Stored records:
=-=-=

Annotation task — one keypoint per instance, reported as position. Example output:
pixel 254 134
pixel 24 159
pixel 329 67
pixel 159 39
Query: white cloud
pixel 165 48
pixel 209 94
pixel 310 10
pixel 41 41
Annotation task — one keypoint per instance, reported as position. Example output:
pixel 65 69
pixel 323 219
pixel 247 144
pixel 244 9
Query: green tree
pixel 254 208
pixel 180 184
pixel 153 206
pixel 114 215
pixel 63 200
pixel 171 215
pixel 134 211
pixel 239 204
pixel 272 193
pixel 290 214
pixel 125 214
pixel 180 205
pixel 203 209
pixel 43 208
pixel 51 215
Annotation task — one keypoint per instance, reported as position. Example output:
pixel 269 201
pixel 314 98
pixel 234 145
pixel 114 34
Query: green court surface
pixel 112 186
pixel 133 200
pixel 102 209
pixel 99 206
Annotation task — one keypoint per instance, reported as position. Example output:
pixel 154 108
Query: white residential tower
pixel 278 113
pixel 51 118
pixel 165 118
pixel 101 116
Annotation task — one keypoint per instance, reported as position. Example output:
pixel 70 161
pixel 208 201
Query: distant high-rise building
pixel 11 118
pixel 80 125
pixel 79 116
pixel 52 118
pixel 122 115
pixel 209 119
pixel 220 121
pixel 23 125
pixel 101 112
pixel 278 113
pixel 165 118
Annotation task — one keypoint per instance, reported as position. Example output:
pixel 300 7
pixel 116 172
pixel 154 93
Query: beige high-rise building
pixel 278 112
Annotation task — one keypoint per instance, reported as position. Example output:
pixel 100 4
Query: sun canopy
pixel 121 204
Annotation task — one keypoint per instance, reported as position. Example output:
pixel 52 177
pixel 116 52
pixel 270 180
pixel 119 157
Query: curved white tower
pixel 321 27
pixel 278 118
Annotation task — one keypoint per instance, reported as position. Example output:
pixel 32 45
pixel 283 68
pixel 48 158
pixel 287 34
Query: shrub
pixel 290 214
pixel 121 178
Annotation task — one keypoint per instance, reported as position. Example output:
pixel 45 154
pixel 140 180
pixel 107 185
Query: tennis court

=-=-=

## WHAT YOU SHOULD DO
Copy the items above word for word, from the very first line through the line containing "pixel 51 215", including both of those lines.

## SOLUTION BELOW
Annotation task — one keypoint per instance, reported as position. Example output:
pixel 254 134
pixel 24 159
pixel 329 67
pixel 159 39
Query: white cloud
pixel 165 48
pixel 209 94
pixel 310 10
pixel 41 41
Annotation task — one keypoint per instance, reported as position. Example output:
pixel 65 69
pixel 323 219
pixel 247 144
pixel 244 9
Query: green tree
pixel 254 208
pixel 180 184
pixel 153 206
pixel 114 215
pixel 63 200
pixel 171 215
pixel 134 211
pixel 239 204
pixel 272 193
pixel 290 214
pixel 125 214
pixel 180 205
pixel 203 209
pixel 43 208
pixel 51 215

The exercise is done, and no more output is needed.